======== GIVEN INFORMATION
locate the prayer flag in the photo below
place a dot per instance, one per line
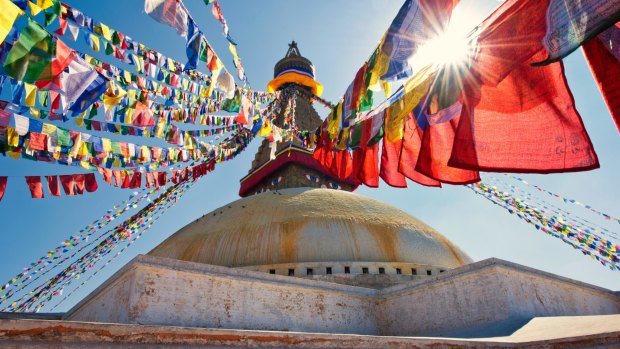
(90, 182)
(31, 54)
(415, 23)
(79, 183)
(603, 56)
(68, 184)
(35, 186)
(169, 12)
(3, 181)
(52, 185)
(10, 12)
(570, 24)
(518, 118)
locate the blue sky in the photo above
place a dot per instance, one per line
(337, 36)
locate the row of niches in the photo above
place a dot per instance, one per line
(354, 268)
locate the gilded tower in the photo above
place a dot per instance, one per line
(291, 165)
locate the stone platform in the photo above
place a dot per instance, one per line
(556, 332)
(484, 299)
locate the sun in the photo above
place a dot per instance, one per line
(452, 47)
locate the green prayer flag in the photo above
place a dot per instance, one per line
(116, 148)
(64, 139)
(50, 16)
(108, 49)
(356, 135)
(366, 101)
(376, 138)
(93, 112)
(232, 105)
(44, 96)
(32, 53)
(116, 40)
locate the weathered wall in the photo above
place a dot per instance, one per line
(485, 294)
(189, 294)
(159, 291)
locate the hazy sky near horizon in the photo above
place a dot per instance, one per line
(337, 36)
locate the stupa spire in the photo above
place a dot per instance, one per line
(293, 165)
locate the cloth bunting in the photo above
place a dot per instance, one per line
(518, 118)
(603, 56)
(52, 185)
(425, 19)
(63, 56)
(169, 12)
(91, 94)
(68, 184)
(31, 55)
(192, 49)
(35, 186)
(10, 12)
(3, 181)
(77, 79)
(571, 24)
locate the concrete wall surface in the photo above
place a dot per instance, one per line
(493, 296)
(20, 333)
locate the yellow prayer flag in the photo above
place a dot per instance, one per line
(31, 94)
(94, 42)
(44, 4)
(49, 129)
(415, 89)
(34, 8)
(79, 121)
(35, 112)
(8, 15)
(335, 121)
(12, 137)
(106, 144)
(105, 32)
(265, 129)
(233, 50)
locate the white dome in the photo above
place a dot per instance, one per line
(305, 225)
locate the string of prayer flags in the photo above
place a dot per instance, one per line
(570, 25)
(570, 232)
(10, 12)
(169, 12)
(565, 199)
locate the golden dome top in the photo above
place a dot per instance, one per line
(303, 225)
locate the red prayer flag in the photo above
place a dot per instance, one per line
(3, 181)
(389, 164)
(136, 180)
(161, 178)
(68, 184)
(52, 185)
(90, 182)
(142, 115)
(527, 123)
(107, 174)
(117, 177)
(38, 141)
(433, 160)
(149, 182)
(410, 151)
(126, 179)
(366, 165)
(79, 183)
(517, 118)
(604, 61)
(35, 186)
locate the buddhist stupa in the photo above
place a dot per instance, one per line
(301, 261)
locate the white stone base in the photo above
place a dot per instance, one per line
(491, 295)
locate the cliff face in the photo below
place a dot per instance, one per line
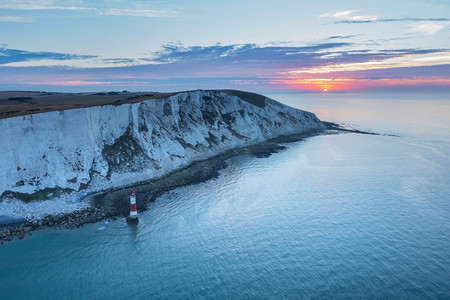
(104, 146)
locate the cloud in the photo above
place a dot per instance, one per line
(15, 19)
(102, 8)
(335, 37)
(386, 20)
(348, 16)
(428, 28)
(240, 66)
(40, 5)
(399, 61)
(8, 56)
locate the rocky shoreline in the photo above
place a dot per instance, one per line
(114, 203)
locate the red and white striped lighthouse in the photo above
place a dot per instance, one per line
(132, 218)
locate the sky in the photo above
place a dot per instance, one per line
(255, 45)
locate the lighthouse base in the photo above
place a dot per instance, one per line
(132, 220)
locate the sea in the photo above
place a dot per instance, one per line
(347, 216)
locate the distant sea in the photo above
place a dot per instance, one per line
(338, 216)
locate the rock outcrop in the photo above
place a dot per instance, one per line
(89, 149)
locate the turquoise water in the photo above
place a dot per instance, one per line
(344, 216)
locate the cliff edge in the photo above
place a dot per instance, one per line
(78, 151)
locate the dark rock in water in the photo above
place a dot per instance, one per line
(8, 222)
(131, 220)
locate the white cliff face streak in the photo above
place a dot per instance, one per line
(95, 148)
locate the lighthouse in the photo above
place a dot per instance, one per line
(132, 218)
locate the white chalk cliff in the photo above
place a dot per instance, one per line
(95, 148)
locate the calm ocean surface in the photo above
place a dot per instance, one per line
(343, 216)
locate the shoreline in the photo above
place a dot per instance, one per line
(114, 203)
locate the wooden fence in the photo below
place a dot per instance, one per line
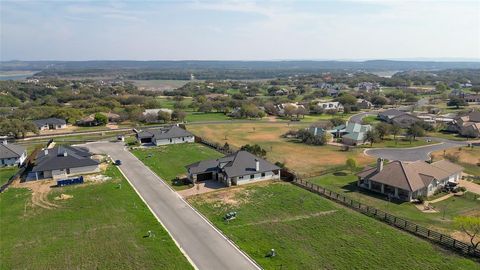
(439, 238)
================
CHALLENGE: Format the entries above as a two-column CSV with the headers instruction and coordinates. Give one row per entry, with the entry's text and its answer each in a single quoted field, line breaks replaced by spaces, and the pictures left out.

ANSWER BELOW:
instruction,coordinates
"locate the prayer flag in the photo below place a dot per instance, one per line","(90, 182) (31, 54) (415, 23) (79, 183) (603, 56) (68, 184) (35, 186) (169, 12) (3, 181) (52, 185) (10, 12) (570, 24) (518, 118)"
"locate the blue sky in the photo above place a dot per instance, one per line","(337, 36)"
"locate the row of niches in the photo above place a dot per instance, one per line","(354, 268)"
"locate the gilded tower in the photo above place a dot per instance, one per line","(291, 165)"
"locate the stone platform in the photo above place a dot per instance, one per line","(556, 332) (484, 299)"
"locate the sun in the photo above place a dot per instance, one per line","(452, 47)"
"locate the green prayer flag in the photo above place a dot per instance, one per line","(116, 148) (64, 139) (50, 16) (108, 49) (356, 135) (366, 101) (376, 138) (93, 112) (232, 105) (44, 96) (32, 53) (116, 40)"
"locate the weathered wall in the photo above place a dot per instance, one per line","(485, 294) (189, 294) (159, 291)"
"locate the hazy sky near horizon in the photo above place a dot per instance, one per line","(337, 36)"
"locate the stupa spire in the photo above place a dot per instance, one per line","(293, 165)"
"locate the cloth bunting in the photo above place a dot per instance, one per line","(518, 118) (603, 56) (52, 185) (425, 19) (63, 56) (169, 12) (91, 94) (68, 184) (31, 55) (192, 49) (35, 186) (10, 12) (3, 181) (77, 79) (571, 24)"
"locate the concrete wall surface in the photo above place a dot per instance, one per line","(493, 296) (20, 333)"
"locate the yellow prayer flag in the photo above place a dot per instance, one per line","(31, 94) (94, 42) (44, 4) (49, 129) (415, 89) (34, 8) (79, 121) (35, 112) (8, 15) (335, 121) (12, 137) (106, 144) (105, 32) (265, 129) (233, 50)"
"locate the white dome in the photo above place a dot per instance, one per line","(305, 225)"
"locate the string of prayer flags in the photo above place a dot per instance, one per line","(570, 25) (570, 232) (10, 12) (169, 12) (565, 199)"
"locate the golden dome top in the photo above place a dot per instance, one per line","(303, 225)"
"locate the red prayer flag in the photo above place a dot per instance, one per line","(3, 181) (389, 164) (136, 180) (161, 178) (68, 184) (52, 185) (90, 182) (142, 115) (527, 123) (107, 174) (117, 177) (38, 141) (433, 160) (149, 182) (410, 151) (126, 179) (366, 165) (79, 183) (517, 118) (604, 61) (35, 186)"
"locate the buddhist stupa in the photo above place a dot per instance, one per line","(301, 261)"
"locate the white stone base in the photo above place a dot per instance, one per line","(491, 295)"
"locate the cliff face in the photo below place a dot per instance, one per line","(104, 146)"
"locate the cloud in the photo above place a dot per instance, one per line","(15, 19) (102, 8) (335, 37) (386, 20) (348, 16) (428, 28) (240, 66) (40, 5) (399, 61) (8, 56)"
"locate the rocky shoreline in the photo above place a dot per instance, one per line","(114, 203)"
"locate the red and white striped lighthouse in the photo above place a dot per instance, one per line","(132, 218)"
"locate the sky in the photo above place a dot per instance, one per line","(255, 45)"
"locate the lighthouse base in the photo above place a dot per instance, one per line","(132, 220)"
"locate the sea in the photo above place a dot per instance, one per line","(347, 216)"
"locate the distant sea in the photo above place a dot per instance, one per line","(338, 216)"
"locate the rock outcrop in the photo above place a dot per instance, one per line","(89, 149)"
"locate the turquoise water in the photo above place a dot per instance, one per line","(344, 216)"
"locate the cliff edge in the photo above place a dot per instance, one per line","(78, 151)"
"locate the dark rock in water in the photo above place a dot per instance, one per line","(8, 222) (131, 220)"
"locate the white cliff face streak in the photo above place a dot per instance, one per line","(95, 148)"
"locate the lighthouse in the photo above place a dot per instance, one per line","(132, 218)"
"locate the white chalk cliff in the photo above place a dot per instance, one per line","(95, 148)"
"locate the calm ocean surface in the photo above place a dot per instance, one per line","(343, 216)"
"locate the shoreline in the photo above place a dot per instance, one per line","(114, 203)"
"locate the wooden fence in the photo below place a dot per instance, one per line","(439, 238)"